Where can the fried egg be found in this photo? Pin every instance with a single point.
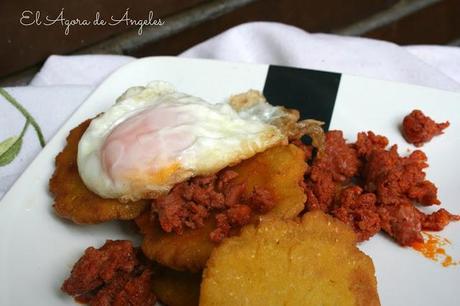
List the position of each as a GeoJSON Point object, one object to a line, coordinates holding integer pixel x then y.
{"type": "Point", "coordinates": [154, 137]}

---

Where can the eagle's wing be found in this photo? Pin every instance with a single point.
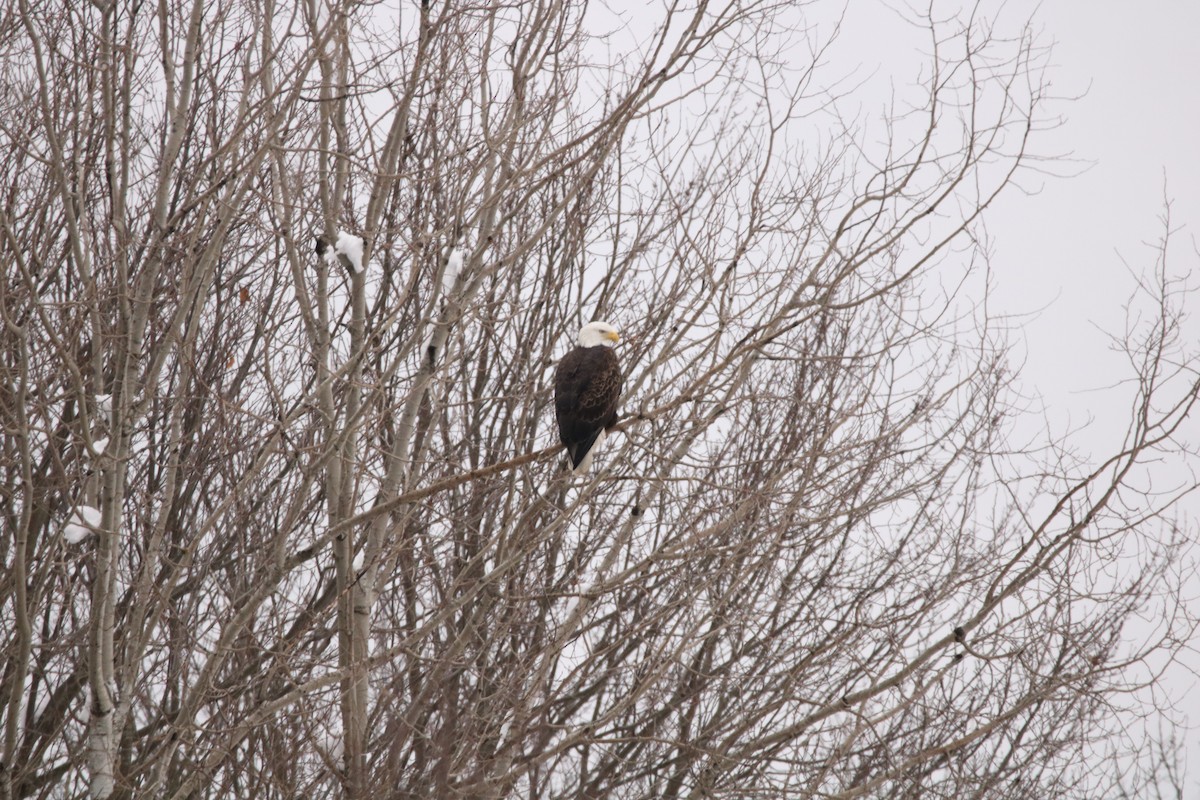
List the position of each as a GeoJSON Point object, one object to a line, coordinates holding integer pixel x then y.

==

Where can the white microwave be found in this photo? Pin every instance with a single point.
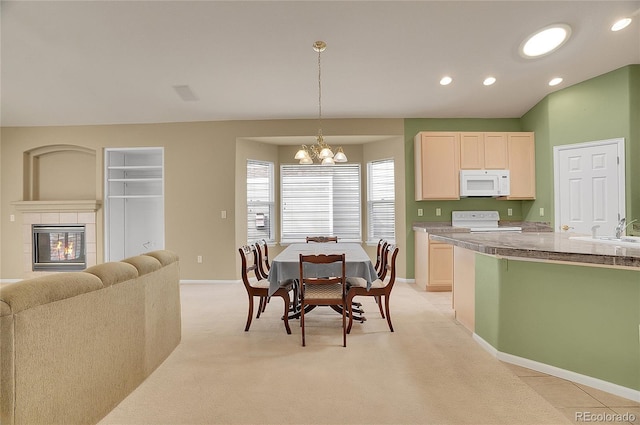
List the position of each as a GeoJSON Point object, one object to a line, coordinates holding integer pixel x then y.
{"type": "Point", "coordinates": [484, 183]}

What the task asks:
Collect every line from the items above that contains the string "instance", treating uppercase and lowercase as different.

Exercise output:
Where can the fried egg be found in this photo? Pin every instance with a single point.
Where can the eagle's wing be found in this photo? Pin every instance with a single point.
Where can the white microwave be found in this photo? Pin every instance with a single point.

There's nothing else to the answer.